Print each of the records below, leaving every word as it is.

** Opening Supplied records block **

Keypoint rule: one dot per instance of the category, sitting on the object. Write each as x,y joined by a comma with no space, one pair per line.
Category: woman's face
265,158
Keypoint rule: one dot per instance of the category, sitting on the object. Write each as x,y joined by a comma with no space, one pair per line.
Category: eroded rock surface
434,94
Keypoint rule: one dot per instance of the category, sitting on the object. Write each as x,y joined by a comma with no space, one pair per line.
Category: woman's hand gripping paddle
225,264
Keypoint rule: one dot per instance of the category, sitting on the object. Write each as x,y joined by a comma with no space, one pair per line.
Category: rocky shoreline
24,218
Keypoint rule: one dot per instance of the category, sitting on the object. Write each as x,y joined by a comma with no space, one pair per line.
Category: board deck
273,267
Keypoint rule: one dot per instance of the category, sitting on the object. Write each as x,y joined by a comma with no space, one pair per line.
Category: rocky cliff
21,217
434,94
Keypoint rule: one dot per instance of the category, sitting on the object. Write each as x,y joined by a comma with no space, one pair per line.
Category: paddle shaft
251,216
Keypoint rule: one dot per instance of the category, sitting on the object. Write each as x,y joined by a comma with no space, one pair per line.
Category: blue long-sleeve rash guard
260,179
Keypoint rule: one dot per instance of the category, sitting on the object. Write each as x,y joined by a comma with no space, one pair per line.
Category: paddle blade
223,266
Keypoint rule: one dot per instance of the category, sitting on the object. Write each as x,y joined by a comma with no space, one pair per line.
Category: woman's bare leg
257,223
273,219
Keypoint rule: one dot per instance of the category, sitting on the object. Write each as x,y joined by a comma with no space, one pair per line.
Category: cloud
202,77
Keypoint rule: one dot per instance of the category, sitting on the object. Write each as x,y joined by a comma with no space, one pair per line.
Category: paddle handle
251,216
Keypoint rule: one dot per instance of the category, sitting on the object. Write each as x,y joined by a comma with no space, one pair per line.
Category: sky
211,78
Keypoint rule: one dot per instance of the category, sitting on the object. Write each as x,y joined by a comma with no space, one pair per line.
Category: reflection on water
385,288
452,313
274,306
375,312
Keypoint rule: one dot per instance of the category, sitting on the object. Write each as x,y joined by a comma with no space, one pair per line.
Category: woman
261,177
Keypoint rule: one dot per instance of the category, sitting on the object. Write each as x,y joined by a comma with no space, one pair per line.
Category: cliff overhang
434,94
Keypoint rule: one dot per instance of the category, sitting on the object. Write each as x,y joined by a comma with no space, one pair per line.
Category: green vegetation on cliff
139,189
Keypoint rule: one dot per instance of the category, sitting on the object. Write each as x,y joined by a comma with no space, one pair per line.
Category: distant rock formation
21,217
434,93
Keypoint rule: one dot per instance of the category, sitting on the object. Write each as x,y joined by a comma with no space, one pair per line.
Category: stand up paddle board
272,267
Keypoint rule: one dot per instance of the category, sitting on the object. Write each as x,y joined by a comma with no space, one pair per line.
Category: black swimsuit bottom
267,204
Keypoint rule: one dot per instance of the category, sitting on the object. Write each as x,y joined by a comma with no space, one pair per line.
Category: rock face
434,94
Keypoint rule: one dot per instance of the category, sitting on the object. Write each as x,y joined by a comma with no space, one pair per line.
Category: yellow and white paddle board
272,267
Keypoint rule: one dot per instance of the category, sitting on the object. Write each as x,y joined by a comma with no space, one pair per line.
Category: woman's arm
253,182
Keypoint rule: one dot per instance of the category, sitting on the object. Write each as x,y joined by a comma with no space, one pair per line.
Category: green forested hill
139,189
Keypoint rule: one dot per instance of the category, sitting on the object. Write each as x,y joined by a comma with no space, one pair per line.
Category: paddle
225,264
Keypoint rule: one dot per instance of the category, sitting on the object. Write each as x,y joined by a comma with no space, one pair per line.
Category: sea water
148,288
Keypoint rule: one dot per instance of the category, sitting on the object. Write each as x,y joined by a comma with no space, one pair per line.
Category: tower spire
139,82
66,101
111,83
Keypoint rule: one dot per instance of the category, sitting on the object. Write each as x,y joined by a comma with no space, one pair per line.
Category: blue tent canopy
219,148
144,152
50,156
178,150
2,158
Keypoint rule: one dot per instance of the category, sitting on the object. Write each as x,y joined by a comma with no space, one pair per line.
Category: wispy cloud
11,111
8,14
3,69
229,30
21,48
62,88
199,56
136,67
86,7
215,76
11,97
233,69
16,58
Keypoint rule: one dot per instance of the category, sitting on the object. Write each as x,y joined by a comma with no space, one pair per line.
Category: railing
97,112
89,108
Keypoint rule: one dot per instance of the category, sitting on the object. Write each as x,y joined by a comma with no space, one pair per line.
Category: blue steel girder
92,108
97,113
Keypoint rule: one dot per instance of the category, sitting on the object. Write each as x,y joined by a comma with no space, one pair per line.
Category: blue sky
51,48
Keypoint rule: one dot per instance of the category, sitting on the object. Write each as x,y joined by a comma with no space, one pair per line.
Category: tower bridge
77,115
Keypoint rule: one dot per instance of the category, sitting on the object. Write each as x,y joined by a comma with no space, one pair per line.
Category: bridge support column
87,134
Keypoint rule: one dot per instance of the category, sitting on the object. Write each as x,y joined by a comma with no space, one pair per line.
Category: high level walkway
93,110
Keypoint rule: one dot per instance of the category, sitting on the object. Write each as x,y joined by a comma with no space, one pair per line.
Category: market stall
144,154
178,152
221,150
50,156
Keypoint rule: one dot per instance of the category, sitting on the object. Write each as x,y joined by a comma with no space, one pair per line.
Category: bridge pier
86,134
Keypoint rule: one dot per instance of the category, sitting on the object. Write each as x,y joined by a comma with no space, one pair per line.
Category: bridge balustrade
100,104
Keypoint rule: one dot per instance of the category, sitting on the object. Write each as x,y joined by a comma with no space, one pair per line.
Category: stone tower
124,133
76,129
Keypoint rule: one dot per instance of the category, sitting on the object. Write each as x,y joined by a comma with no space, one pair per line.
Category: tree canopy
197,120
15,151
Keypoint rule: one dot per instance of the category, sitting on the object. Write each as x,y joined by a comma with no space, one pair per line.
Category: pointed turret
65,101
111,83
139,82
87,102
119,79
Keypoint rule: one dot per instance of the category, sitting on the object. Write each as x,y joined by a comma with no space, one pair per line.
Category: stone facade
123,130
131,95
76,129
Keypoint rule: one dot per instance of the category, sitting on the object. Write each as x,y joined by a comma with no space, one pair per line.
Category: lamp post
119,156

** Closing Supplied records block **

Completed exercise:
Keypoint rule: one dot per instance of the category, sitting on the object. Write each as x,y joined by a comma with no space, one pair per line.
Category: woman's face
265,158
Keypoint rule: one dot per instance of the category, sitting on the object. Write each as x,y joined by a comma with no space, one pair per line.
Category: eroded rock surface
434,94
Keypoint rule: one dot per instance of the category, sitting on the object. Write each as x,y joined by a comma with no space, one pair per line.
Category: woman's hand gripping paddle
225,264
Keypoint rule: one dot per instance of the category, sitting on the object. Write each as x,y joined by a comma with no space, one pair per line.
Category: rocky shoreline
24,218
Keypoint rule: one dot per instance of the category, sitting on the object. Write each as x,y joined by a comma with no space, one pair per line.
Category: board deck
273,267
Keypoint rule: one dot per instance of the category, sitting on the object. Write each as x,y joined by a comma with no space, one pair per line.
Category: rocky cliff
21,217
434,94
Keypoint rule: one dot per instance of the category, sitting on the object. Write each as x,y joined by a comma with no space, one pair per line.
Category: paddle shaft
251,216
Keypoint rule: one dot per instance of the category, sitting on the object. Write each as x,y joined by a comma with no space, one pair per line.
Category: blue long-sleeve rash guard
260,179
Keypoint rule: one dot per instance of the category, sitting on the object. Write each as x,y joined by a comma with no space, one pair per line.
Category: paddle blade
223,266
Keypoint rule: one dot per instance of the category, sitting on the object. Write each as x,y joined by a comma with no space, one pair per line.
Category: woman's bare leg
257,223
273,219
Keypoint rule: one dot per instance of the category, sitting on the object. Write each as x,y joined by a comma with no space, one pair per line.
Category: cloud
202,77
Keypoint rule: one dot per instance of the category, sitting on the object. Write each as x,y joined by a comma with no space, one pair per line.
Category: paddle handle
251,216
Keypoint rule: one dot per instance of the category, sitting on the object. Write each as x,y joined by a comma with no space, one pair per line.
Category: sky
211,78
Keypoint rule: one dot per instance of the category, sitting on the object. Write each as x,y joined by a comma with no space, one pair per line.
Category: reflection on water
385,288
452,313
274,306
375,312
Keypoint rule: one dot per instance of the category, sitting on the object. Write each as x,y joined by a comma with no space, one pair per line.
Category: woman
261,177
Keypoint rule: one dot per instance of the category, sitting on the object. Write each as x,y joined by a comma with no space, one pair per line.
Category: cliff overhang
434,94
Keypoint rule: one dot per instance of the category, sitting on the object. Write each as x,y joined by a comma with no space, one pair per line.
Category: green vegetation on cliff
139,189
Keypoint rule: one dot per instance of the category, sitting on the object. Write each as x,y joined by a comma with no space, one pair per line.
Category: distant rock formation
21,217
434,93
Keypoint rule: one dot per instance of the category, sitting on the object. Write each as x,y joined by a comma with no space, one pair per line.
Category: stand up paddle board
272,267
Keypoint rule: one dot per instance of the category, sitting on the object. Write each as x,y joined by a comma with no space, one pair per line.
Category: black swimsuit bottom
267,204
Keypoint rule: one dot per instance of the category, sitting on the object. Write each as x,y joined by a comma with no space, one pair per line.
Category: rock face
434,94
Keypoint rule: one dot per instance of the category, sitting on the object. Write each as x,y joined by a comma with no space, one pair per line.
Category: yellow and white paddle board
272,267
Keypoint rule: one dot per instance of the category, sitting on the object. Write each as x,y joined by a comma with no space, one pair per line.
Category: woman's arm
253,182
Keypoint rule: one dot per instance of the category, sitting on the object. Write each as x,y joined by a comma with no space, one pair per line.
Category: green forested hill
139,189
Keypoint rule: one dot per instance of the category, sitting on the object. Write each as x,y joined by a comma with no space, one pair per line.
Category: paddle
225,264
Keypoint rule: one dot per instance of the category, sitting on the object. Write each as x,y joined by a comma with no space, one pair per line.
Category: sea water
148,288
Keypoint rule: one dot per instance of the category, sitting on the object. Write each as x,y joined by a comma with no space, one pair per line.
Category: tower spire
139,82
66,101
111,83
Keypoint rule: one dot per instance of the category, sitting on the object. Write each as x,y joined by a comma with no space, one pair per line.
Category: blue tent canopy
219,148
144,152
50,156
178,150
2,158
Keypoint rule: one dot per instance of the category, sitting on the object. Write each as x,y joined by a comma with no space, one pair per line.
Category: wispy cloud
11,111
8,14
3,69
229,30
21,48
62,88
199,56
136,67
86,7
215,76
11,97
233,69
16,58
Keypoint rule: one dot per instance of the category, sitting on the object. Write each as x,y joined by a comma with no space, one pair per line.
Category: railing
97,112
89,108
Keypoint rule: one dot per instance of the category, sitting on the object. Write each as x,y joined by a comma with no space, one pair per line.
Category: blue steel girder
92,108
97,113
Keypoint rule: one dot per instance of the category, sitting on the object. Write each as x,y joined by a comma with no space, one pair per line.
Category: blue sky
51,48
Keypoint rule: one dot per instance of the category, sitting on the object. Write each as x,y joined by a comma with no space, one pair per line.
Category: tower bridge
77,115
Keypoint rule: one dot per instance of the category, sitting on the object. Write each as x,y joined by a comma with no space, one pair per line.
Category: bridge support column
87,134
Keypoint rule: one dot per instance of the category, sitting on the object. Write each as x,y joined by a comma with no space, one pair per line.
Category: high level walkway
93,110
Keypoint rule: one dot per instance of the category, sitting on the object. Write each as x,y joined by a comma with no space, one pair per line.
Category: market stall
144,154
178,152
221,150
50,156
Keypoint rule: one dot per instance of the category, sitting on the object. Write each as x,y joined by a comma with no space, one pair per line.
Category: bridge pier
86,134
Keypoint rule: one dot per instance of the category, sitting on the object. Write each as x,y joined by a comma with no space, one pair per line.
Category: bridge balustrade
100,104
Keypoint rule: one dot per instance of the category, sitting on the object. Write each as x,y joined by a comma with no space, one pair per line.
Category: stone tower
124,133
76,129
Keypoint rule: one dot per instance of the category, sitting on the object. Write each as x,y joined by a comma with no space, one pair per line.
Category: tree canopy
197,120
15,151
Keypoint rule: one dot per instance of the category, sitting on the object. Write each as x,y joined by a comma with no space, one pair per line.
Category: pointed turret
65,101
111,83
139,82
87,102
119,79
Keypoint rule: one dot per instance of the category, sitting on the object. Write each as x,y joined by a comma with no space, one pair per line.
Category: stone facade
123,130
131,95
76,129
Keypoint rule: one dot per instance of the category, sitting on the object. Write each as x,y joined by a comma with no space, one pair per line.
Category: lamp post
119,156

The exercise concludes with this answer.